*** Block opens ***
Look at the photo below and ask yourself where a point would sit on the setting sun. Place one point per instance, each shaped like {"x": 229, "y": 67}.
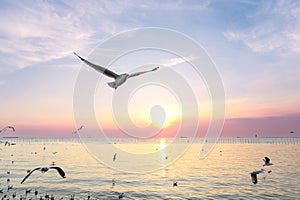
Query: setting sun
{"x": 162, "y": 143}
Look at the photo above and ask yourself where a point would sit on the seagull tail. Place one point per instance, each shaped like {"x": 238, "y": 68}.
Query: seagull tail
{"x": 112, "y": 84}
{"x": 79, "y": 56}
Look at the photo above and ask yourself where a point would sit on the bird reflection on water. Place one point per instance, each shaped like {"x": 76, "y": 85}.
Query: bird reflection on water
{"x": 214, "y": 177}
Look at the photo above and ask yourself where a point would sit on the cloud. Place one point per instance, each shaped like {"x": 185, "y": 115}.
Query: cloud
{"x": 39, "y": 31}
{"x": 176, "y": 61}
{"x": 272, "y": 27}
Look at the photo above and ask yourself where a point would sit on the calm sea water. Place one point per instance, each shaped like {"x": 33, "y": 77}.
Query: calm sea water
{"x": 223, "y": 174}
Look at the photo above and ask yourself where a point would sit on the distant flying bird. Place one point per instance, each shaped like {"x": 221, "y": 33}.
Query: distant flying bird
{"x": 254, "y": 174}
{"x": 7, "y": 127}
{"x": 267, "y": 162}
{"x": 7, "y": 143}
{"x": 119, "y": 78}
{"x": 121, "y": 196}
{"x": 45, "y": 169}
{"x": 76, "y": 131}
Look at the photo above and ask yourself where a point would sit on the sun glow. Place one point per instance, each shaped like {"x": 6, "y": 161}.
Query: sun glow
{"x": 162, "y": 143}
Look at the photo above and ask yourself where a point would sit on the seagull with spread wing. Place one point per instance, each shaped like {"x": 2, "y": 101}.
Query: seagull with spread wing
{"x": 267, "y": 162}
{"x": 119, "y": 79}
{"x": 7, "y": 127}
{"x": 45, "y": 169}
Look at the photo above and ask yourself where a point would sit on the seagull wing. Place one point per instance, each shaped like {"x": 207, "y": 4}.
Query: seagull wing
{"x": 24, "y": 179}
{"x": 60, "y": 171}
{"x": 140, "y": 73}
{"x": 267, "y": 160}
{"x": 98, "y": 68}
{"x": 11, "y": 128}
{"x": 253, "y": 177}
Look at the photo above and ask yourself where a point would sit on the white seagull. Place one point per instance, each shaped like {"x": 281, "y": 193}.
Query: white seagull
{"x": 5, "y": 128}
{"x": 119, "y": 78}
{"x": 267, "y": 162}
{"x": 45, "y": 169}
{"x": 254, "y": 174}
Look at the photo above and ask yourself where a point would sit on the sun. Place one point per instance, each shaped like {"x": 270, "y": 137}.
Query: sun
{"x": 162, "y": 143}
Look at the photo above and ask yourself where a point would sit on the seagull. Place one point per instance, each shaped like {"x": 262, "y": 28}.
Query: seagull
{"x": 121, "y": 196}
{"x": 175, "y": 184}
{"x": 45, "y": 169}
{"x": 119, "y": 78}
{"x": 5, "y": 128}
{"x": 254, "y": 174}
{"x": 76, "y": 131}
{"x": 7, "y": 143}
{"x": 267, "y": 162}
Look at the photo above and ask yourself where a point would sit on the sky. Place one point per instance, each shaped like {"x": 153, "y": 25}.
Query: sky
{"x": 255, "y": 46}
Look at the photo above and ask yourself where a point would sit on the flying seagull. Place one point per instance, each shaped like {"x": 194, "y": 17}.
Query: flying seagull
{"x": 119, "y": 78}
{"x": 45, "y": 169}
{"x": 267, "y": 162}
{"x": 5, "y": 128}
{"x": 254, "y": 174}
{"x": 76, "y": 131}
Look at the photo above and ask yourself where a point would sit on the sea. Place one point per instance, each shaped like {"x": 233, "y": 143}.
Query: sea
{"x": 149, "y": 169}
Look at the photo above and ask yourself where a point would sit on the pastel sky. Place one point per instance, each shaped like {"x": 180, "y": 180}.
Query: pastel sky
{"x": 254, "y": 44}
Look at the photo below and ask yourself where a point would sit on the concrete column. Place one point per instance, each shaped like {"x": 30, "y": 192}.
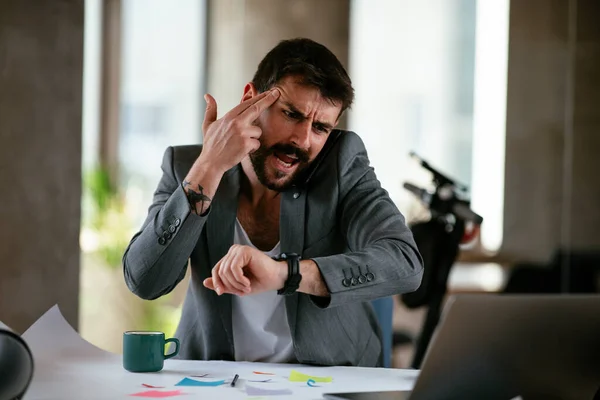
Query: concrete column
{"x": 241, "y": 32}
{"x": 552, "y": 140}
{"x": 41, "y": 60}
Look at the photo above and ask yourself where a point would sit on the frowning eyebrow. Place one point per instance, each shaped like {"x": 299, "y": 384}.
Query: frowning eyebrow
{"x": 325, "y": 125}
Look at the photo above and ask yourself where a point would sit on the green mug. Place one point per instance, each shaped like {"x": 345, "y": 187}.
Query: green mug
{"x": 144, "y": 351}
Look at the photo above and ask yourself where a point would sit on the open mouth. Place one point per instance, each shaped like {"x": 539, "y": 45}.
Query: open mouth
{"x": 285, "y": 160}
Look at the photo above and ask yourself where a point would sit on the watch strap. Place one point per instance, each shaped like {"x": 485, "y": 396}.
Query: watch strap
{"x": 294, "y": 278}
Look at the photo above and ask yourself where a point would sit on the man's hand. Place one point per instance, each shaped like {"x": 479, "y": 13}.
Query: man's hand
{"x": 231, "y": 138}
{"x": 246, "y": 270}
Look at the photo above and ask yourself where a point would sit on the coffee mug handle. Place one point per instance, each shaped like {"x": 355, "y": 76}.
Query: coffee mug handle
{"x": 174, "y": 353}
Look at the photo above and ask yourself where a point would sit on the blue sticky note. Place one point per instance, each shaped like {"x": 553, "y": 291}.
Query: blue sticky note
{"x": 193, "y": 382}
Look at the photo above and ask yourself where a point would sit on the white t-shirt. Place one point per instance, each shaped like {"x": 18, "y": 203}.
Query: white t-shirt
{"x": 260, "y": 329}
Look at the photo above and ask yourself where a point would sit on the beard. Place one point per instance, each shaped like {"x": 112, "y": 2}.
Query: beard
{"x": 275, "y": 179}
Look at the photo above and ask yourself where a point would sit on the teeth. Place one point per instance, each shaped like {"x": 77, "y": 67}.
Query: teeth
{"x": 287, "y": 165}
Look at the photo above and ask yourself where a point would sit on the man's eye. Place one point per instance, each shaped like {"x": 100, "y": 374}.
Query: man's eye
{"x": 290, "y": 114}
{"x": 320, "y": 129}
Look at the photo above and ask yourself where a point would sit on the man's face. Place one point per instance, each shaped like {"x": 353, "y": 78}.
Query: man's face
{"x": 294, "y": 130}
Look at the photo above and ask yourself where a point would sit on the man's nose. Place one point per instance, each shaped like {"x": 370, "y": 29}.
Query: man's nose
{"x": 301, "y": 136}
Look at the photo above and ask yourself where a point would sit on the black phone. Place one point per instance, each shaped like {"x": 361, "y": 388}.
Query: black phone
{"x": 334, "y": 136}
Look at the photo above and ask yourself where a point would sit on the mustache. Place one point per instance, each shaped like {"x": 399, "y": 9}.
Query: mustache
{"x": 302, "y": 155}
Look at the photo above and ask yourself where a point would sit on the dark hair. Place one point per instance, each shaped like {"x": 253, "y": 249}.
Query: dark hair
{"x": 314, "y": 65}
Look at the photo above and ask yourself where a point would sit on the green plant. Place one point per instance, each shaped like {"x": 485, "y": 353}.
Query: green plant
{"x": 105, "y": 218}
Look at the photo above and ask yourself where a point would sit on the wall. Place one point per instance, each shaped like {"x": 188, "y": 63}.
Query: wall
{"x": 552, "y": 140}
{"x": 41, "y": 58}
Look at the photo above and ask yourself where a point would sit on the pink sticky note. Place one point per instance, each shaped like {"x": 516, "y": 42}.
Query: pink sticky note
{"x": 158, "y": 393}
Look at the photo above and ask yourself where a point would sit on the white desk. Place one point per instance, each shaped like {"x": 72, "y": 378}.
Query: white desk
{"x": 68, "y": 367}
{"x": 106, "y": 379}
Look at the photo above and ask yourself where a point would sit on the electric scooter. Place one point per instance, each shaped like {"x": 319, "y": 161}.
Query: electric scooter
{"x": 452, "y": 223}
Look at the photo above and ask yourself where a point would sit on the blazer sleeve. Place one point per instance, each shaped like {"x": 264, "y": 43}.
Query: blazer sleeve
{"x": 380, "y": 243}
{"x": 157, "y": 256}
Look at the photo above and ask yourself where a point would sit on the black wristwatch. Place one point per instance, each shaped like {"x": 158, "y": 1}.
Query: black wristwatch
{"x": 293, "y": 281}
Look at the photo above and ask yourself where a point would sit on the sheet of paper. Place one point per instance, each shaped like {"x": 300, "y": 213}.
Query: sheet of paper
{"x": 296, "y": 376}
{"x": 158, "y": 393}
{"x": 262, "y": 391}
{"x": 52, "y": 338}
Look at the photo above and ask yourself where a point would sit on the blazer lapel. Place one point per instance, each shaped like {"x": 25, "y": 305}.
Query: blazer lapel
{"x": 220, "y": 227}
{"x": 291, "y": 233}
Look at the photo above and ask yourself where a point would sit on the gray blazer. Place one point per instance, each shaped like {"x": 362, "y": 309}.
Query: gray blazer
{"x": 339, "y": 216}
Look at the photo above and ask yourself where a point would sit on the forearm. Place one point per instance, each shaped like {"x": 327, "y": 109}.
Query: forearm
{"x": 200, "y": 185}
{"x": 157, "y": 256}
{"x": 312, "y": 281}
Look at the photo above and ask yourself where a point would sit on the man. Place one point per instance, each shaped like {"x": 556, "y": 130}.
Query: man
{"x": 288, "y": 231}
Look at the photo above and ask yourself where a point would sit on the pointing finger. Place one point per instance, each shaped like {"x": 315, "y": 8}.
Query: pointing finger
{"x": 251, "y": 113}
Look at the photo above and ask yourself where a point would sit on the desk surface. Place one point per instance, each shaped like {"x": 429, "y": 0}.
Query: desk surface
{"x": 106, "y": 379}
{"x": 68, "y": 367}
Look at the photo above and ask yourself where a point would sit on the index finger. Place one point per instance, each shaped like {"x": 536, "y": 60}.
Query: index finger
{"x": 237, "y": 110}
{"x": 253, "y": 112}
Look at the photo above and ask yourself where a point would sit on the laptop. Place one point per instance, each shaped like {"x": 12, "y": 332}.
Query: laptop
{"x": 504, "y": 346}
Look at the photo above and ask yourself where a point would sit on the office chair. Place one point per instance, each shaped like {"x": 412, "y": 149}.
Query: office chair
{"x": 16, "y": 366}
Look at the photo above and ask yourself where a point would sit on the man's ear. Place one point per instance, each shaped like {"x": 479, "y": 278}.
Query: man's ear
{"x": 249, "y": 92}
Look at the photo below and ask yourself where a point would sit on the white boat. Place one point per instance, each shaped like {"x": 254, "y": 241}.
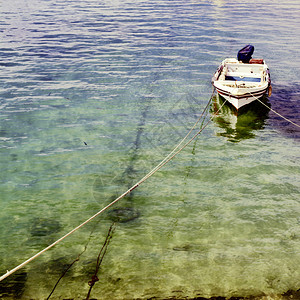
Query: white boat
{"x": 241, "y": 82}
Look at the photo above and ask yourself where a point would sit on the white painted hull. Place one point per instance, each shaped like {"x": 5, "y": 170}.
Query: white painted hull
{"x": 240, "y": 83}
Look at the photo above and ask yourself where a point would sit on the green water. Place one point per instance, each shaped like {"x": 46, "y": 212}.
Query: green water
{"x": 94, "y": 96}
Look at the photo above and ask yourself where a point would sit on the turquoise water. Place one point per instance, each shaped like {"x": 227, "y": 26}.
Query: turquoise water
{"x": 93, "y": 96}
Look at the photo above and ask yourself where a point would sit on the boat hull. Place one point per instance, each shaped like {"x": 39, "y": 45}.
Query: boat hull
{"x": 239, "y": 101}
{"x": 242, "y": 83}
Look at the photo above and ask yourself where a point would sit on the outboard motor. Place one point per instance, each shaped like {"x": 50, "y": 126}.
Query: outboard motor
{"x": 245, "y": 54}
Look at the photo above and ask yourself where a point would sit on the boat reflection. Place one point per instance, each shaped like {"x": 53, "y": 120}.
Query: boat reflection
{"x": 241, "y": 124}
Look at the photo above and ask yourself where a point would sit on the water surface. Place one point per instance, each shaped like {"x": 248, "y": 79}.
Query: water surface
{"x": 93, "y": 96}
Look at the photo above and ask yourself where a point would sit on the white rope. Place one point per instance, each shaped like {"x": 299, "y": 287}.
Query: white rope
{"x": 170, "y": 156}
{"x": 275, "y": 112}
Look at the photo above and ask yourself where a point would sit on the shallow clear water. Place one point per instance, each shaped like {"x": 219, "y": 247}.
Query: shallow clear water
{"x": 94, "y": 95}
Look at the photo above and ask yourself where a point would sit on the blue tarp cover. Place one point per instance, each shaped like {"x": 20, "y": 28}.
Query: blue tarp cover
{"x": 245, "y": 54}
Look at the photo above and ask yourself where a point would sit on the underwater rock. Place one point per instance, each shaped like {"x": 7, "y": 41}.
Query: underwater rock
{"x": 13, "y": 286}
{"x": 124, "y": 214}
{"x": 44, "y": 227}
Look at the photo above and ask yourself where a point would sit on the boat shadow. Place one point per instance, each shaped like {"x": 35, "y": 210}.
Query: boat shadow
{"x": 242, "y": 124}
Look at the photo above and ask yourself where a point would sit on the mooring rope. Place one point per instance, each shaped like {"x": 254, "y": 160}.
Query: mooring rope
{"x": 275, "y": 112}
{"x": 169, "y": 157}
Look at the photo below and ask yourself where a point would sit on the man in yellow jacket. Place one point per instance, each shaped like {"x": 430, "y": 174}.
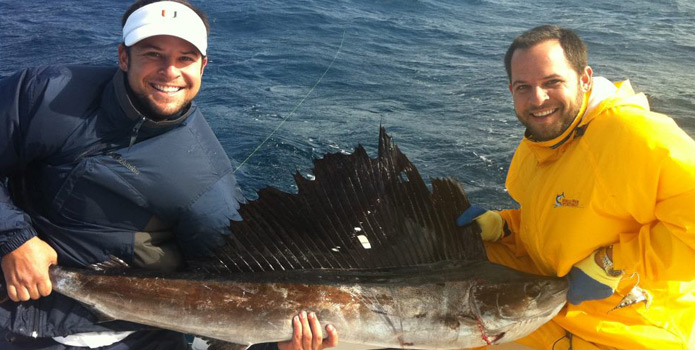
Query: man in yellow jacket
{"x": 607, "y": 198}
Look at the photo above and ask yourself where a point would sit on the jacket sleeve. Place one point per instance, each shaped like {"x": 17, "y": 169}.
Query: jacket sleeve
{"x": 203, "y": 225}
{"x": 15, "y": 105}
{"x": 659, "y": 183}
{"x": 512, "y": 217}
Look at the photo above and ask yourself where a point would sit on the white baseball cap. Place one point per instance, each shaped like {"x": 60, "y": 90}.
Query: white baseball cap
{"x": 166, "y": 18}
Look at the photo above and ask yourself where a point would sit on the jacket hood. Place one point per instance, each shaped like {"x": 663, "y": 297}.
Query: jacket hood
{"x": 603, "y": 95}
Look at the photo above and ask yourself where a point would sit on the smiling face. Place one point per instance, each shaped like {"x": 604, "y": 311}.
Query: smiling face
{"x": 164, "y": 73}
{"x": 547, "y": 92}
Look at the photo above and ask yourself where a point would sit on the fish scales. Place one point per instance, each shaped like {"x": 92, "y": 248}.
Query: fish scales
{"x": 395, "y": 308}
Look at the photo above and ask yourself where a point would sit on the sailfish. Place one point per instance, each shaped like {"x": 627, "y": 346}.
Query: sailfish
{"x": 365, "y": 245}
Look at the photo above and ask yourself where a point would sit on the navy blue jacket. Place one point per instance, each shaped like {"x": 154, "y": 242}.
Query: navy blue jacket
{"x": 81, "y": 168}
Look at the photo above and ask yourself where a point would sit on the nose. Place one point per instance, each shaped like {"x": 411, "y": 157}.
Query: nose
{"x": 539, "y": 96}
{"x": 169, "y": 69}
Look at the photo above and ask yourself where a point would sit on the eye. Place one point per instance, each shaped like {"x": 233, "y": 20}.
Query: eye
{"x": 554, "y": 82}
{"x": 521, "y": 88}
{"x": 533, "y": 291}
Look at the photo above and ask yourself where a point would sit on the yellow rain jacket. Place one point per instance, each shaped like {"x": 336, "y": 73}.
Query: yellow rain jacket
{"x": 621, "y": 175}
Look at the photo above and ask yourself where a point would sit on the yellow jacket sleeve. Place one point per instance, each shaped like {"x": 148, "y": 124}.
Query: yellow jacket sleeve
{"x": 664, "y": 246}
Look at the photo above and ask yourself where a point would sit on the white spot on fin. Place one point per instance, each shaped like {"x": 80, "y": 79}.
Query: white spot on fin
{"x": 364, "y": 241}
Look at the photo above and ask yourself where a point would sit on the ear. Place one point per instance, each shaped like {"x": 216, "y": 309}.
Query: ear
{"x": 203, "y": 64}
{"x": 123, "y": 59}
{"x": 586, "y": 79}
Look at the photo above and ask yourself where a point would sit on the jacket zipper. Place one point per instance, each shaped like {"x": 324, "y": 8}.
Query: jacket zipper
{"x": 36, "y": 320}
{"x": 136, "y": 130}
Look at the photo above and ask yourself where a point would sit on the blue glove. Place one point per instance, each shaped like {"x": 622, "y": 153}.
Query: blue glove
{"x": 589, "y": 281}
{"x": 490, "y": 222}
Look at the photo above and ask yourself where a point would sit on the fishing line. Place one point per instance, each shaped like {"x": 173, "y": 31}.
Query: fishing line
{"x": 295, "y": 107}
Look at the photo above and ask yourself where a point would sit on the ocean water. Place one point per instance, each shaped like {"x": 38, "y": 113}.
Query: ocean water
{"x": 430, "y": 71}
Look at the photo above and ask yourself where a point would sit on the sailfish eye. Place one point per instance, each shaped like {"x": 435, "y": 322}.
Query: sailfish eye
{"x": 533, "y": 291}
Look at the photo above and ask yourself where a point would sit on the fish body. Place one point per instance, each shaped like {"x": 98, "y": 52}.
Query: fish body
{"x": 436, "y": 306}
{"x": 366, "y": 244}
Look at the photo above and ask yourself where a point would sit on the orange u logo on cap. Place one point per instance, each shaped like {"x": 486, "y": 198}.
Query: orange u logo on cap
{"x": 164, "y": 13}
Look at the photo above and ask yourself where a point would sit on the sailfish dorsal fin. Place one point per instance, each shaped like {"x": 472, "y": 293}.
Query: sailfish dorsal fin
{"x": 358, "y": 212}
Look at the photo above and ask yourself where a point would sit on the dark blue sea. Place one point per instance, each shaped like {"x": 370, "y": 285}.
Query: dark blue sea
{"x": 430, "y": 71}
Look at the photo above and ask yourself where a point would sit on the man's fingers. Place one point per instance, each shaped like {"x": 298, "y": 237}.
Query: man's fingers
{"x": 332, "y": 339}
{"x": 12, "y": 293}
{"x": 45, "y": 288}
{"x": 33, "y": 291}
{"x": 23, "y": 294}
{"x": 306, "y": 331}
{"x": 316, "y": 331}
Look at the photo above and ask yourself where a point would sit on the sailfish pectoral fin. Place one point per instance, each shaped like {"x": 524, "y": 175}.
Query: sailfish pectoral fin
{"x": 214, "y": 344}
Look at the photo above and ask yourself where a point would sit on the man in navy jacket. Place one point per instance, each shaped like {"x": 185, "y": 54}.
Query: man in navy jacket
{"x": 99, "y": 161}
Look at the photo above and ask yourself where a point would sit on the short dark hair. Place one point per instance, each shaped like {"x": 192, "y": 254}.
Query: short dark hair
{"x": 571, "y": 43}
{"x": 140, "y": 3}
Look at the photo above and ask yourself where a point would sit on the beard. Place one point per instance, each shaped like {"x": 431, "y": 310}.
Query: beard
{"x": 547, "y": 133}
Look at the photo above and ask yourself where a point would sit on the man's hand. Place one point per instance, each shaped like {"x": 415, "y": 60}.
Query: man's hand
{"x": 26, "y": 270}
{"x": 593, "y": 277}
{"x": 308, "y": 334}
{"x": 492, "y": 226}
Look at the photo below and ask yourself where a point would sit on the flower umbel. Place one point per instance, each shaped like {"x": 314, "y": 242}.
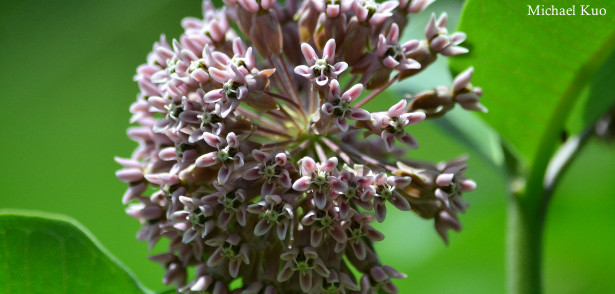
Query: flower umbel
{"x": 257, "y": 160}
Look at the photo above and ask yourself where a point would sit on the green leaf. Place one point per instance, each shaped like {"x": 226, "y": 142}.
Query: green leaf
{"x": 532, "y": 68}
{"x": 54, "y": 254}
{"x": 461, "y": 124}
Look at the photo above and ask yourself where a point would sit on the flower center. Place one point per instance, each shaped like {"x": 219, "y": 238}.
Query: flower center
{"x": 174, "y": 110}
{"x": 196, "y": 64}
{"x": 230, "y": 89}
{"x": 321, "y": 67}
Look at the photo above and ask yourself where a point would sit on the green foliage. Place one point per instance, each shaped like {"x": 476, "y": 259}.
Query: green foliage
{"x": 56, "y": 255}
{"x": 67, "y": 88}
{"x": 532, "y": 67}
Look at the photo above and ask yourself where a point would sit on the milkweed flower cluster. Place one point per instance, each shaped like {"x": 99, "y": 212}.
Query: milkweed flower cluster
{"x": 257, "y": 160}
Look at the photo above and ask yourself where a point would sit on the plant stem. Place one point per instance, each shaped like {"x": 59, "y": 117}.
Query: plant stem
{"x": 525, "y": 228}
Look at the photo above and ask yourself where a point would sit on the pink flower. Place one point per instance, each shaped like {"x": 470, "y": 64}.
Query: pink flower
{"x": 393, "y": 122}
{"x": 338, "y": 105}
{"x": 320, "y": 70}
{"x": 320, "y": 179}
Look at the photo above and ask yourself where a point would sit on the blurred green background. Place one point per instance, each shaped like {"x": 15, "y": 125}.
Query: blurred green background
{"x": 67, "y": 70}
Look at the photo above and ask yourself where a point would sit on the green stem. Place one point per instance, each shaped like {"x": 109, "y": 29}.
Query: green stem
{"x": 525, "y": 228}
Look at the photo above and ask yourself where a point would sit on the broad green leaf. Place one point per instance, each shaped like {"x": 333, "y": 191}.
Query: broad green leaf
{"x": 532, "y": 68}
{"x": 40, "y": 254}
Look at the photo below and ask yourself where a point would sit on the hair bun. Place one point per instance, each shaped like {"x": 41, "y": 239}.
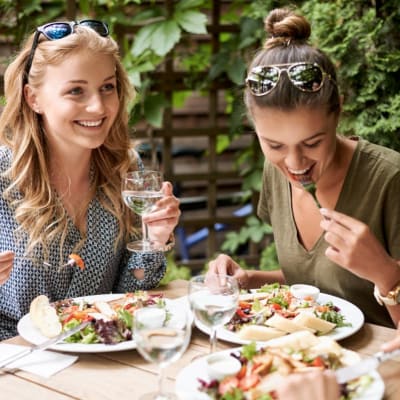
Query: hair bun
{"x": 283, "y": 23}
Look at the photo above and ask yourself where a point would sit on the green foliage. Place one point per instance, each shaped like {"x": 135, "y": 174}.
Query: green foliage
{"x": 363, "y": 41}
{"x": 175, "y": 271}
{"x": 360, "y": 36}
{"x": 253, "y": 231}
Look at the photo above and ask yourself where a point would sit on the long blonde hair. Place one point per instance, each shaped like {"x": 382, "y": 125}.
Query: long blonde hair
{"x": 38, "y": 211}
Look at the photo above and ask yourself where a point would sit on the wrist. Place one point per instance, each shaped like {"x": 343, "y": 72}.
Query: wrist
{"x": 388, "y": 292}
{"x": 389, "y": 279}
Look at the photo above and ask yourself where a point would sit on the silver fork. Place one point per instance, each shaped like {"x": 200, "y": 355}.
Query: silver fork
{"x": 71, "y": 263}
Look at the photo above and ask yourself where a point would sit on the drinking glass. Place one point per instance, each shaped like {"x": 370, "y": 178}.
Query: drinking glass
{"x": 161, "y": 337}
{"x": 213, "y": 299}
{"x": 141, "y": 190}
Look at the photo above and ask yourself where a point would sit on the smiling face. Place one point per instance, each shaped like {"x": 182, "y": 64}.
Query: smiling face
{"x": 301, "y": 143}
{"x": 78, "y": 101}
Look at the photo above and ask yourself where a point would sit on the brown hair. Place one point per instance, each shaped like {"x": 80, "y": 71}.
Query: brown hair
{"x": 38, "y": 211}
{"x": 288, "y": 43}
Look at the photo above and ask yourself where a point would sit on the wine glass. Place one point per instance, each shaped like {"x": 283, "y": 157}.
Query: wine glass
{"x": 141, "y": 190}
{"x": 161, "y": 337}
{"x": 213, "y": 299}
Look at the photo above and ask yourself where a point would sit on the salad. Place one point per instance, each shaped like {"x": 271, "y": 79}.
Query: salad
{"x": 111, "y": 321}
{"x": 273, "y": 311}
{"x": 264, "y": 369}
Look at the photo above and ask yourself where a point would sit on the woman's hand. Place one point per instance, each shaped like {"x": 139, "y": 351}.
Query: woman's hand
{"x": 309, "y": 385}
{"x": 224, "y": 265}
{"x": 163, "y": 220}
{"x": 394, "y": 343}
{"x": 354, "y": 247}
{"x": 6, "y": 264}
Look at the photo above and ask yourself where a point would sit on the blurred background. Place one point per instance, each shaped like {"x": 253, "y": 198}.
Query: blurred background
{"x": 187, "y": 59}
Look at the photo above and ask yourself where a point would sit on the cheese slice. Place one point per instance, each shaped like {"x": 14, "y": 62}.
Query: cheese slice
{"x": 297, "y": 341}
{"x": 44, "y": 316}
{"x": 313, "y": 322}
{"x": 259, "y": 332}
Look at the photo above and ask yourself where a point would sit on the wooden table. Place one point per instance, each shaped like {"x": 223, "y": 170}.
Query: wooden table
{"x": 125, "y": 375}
*** Block closes ***
What this task involves: Determine how many lines of the data contain "below" and give nothing but that number.

Task answer: 6